--- Task to complete ---
Pick out every line of the material that contains the string "blue", copying each one in full. Matching is case-sensitive.

--- Data lines ---
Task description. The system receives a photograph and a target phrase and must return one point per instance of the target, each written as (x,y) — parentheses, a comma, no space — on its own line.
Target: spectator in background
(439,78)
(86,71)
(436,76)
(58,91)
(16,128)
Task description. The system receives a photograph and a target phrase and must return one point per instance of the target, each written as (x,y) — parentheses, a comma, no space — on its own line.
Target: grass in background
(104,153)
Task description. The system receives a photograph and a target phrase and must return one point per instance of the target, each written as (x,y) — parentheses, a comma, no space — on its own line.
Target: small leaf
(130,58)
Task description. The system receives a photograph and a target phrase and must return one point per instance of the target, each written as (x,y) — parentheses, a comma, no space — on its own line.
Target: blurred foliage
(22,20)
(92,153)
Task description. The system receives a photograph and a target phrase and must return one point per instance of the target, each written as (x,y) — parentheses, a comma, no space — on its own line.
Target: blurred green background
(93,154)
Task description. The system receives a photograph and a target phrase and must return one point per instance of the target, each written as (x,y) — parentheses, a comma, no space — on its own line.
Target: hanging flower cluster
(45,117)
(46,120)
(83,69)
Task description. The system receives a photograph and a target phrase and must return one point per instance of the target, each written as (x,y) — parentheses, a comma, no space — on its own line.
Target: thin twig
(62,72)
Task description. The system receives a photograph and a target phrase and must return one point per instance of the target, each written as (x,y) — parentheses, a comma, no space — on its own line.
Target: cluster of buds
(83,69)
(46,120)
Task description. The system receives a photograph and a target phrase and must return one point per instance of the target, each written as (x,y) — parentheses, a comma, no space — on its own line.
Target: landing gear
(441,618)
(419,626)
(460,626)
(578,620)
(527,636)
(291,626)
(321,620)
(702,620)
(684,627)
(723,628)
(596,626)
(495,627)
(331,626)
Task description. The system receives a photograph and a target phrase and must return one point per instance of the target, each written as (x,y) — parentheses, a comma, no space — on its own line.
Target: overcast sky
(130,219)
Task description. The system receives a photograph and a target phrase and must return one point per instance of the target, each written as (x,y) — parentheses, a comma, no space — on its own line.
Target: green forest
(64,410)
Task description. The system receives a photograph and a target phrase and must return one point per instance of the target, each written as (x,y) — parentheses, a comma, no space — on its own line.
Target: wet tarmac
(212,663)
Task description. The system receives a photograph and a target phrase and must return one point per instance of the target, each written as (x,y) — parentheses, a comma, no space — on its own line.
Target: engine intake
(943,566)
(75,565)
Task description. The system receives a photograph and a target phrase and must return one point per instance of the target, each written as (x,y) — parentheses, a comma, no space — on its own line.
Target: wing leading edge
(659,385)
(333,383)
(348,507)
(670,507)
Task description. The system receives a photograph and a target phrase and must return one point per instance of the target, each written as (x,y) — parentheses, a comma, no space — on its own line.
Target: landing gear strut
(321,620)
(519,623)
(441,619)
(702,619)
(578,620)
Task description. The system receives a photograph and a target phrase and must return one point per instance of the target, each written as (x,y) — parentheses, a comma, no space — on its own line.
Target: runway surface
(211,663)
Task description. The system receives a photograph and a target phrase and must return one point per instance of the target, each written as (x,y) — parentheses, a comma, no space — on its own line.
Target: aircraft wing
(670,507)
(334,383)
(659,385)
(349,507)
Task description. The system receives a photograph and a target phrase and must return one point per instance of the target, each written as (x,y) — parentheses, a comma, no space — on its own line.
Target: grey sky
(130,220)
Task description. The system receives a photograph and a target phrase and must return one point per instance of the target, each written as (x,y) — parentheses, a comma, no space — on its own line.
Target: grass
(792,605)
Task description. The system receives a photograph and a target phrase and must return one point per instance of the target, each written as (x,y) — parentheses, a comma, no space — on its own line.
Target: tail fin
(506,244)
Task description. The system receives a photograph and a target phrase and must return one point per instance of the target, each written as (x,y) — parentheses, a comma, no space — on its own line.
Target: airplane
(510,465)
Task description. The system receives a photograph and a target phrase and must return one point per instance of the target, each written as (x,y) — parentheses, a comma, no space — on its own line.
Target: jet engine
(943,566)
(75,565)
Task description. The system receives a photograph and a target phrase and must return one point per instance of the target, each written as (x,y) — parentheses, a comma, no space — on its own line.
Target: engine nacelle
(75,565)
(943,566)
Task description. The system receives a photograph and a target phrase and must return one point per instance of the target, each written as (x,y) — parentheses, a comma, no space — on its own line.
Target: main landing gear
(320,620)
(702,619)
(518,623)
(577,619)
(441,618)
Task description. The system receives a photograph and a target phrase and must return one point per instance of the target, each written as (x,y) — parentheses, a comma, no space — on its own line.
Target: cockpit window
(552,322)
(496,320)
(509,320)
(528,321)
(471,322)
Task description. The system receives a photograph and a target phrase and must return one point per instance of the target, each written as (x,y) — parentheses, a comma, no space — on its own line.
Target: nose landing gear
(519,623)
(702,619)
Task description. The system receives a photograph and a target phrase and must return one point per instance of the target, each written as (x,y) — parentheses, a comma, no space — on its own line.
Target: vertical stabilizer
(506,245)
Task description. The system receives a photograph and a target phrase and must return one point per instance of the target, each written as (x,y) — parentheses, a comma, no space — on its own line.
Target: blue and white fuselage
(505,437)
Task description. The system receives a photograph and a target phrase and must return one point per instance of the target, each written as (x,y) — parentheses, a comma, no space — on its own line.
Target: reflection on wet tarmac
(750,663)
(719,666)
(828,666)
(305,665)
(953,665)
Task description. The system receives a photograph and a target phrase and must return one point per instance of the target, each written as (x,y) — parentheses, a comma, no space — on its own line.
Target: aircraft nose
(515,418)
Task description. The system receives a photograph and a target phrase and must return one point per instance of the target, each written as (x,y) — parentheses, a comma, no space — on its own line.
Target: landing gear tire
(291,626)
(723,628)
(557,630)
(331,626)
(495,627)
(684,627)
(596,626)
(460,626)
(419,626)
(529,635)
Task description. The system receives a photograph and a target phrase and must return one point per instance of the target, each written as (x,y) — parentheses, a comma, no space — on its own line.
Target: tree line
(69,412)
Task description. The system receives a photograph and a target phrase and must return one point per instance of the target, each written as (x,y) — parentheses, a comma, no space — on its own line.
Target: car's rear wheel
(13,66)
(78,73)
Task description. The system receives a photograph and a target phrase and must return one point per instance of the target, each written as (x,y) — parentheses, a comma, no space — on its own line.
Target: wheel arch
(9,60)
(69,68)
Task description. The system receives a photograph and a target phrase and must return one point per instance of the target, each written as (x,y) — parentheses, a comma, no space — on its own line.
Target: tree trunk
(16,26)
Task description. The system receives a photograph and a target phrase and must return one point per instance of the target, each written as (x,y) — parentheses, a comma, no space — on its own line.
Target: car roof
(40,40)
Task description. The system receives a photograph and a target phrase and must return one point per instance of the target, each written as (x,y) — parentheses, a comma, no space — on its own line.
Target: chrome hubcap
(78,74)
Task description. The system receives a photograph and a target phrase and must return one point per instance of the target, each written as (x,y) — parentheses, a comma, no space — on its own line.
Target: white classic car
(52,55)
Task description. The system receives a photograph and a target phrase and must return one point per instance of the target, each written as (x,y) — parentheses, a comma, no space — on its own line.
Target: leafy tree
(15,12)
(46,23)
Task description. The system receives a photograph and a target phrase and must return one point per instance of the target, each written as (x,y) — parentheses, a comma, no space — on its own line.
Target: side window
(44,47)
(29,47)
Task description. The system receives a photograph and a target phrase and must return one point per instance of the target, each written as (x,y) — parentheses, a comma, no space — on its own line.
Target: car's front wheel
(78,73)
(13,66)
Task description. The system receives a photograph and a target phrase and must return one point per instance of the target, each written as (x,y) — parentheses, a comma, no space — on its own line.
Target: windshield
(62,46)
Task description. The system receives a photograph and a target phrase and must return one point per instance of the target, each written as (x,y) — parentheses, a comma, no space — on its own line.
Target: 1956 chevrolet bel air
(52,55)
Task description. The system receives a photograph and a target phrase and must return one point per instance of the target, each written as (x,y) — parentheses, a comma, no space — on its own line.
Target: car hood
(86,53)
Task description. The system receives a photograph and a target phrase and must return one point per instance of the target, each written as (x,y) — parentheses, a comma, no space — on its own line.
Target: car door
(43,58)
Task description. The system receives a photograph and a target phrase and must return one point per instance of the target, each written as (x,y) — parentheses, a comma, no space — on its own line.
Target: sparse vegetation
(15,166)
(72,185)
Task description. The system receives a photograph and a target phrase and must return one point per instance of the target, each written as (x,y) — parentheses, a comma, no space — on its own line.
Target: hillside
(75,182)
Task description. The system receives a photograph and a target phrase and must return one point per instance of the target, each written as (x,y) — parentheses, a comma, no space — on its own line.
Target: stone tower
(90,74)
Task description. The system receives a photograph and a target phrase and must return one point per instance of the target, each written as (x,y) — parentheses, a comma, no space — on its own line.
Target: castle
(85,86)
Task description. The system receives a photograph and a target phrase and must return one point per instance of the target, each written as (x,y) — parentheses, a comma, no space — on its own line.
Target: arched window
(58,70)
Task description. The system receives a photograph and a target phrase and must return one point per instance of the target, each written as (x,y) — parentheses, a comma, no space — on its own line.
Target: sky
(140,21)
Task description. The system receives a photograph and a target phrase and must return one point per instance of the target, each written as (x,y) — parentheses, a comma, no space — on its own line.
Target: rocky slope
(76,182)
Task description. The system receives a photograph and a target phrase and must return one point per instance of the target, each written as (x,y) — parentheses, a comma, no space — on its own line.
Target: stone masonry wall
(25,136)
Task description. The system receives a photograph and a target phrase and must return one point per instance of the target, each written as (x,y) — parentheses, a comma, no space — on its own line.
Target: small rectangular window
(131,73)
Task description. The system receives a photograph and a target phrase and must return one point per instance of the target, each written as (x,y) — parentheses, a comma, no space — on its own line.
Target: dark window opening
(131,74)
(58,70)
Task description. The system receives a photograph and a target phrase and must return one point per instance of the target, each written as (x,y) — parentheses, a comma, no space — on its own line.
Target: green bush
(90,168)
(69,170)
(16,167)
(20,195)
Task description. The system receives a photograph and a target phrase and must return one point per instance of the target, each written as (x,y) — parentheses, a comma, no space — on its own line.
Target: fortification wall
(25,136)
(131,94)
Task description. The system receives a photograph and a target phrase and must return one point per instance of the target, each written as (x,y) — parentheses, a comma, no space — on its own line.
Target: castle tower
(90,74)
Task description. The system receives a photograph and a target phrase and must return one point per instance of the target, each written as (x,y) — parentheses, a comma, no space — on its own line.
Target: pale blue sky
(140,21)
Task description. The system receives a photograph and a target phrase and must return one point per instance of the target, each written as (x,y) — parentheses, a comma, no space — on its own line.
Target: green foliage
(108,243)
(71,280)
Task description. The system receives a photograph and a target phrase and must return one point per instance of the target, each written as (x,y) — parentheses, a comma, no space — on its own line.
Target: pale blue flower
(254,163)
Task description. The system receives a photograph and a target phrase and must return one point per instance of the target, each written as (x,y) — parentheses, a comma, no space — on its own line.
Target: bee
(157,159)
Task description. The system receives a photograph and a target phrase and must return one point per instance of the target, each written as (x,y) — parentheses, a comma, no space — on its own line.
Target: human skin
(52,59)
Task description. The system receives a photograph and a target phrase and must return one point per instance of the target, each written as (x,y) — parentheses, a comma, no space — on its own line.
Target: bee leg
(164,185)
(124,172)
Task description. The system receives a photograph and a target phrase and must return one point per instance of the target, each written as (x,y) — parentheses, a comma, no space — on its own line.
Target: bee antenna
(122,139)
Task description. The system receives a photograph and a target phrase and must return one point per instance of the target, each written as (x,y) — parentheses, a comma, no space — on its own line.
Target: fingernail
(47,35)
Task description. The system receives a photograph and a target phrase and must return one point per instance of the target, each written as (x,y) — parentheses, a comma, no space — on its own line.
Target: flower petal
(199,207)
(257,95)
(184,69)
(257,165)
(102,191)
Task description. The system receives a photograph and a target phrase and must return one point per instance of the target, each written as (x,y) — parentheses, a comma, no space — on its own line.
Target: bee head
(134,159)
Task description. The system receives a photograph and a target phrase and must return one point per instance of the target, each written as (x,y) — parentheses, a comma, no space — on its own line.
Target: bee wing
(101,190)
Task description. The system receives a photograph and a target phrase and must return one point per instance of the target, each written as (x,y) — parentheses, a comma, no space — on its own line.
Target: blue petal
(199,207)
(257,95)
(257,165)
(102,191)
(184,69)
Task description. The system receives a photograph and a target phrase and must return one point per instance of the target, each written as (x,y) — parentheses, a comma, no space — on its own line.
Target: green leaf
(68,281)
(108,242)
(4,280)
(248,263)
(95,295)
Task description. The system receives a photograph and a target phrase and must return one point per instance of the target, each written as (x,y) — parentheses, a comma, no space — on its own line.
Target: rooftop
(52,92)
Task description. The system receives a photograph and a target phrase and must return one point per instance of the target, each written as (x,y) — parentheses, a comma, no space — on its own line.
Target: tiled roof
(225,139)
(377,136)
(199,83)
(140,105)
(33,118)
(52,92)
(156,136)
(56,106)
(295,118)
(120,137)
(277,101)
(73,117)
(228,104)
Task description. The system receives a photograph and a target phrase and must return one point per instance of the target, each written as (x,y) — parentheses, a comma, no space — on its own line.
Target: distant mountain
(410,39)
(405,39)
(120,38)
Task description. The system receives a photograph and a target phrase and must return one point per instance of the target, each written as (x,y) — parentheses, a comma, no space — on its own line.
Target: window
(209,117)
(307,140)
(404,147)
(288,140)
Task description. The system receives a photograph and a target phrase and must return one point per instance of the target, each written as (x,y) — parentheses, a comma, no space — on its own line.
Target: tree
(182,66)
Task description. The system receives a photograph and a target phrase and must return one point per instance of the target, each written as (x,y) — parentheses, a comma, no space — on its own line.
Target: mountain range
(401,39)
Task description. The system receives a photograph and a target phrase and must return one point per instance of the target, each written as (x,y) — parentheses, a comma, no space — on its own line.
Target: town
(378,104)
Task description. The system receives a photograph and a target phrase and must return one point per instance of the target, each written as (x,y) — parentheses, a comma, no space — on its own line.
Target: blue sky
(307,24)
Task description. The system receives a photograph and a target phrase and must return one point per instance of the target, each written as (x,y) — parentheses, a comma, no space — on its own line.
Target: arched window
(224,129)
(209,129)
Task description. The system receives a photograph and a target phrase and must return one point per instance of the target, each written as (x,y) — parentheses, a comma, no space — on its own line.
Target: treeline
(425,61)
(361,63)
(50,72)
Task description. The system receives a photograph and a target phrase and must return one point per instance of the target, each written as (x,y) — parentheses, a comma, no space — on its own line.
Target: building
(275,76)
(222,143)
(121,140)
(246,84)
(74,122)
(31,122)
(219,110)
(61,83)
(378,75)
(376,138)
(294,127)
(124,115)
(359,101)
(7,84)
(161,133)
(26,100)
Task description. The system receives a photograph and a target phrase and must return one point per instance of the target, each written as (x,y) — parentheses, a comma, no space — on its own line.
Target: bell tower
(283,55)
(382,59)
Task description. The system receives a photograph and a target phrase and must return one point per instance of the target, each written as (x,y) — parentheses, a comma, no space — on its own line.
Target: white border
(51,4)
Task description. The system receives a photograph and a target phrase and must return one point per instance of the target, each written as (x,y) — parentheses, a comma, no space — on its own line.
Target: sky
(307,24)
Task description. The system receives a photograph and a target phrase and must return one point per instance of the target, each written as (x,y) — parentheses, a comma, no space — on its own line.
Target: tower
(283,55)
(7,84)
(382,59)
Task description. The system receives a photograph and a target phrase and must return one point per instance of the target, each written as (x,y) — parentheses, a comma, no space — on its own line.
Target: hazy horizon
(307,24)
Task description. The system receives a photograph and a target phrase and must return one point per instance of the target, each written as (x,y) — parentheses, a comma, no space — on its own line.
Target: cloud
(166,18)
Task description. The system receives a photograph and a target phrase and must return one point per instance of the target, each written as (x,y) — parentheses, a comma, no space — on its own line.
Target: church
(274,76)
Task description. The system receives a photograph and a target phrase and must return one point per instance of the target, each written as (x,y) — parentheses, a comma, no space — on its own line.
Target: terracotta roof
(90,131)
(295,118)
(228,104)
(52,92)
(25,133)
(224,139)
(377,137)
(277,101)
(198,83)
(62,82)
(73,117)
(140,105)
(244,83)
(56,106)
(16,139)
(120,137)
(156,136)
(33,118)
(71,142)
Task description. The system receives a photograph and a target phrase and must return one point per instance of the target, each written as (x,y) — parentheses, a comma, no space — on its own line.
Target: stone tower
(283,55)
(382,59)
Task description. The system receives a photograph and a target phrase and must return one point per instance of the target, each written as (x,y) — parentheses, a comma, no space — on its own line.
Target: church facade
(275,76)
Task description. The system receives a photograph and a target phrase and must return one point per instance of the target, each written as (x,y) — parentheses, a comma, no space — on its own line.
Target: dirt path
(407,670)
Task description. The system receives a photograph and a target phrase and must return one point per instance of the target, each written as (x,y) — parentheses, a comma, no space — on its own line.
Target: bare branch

--- Task answer ---
Target: blue and white fuselage
Target: pale blue sky
Target: pale blue flower
Target: blue petal
Target: blue sky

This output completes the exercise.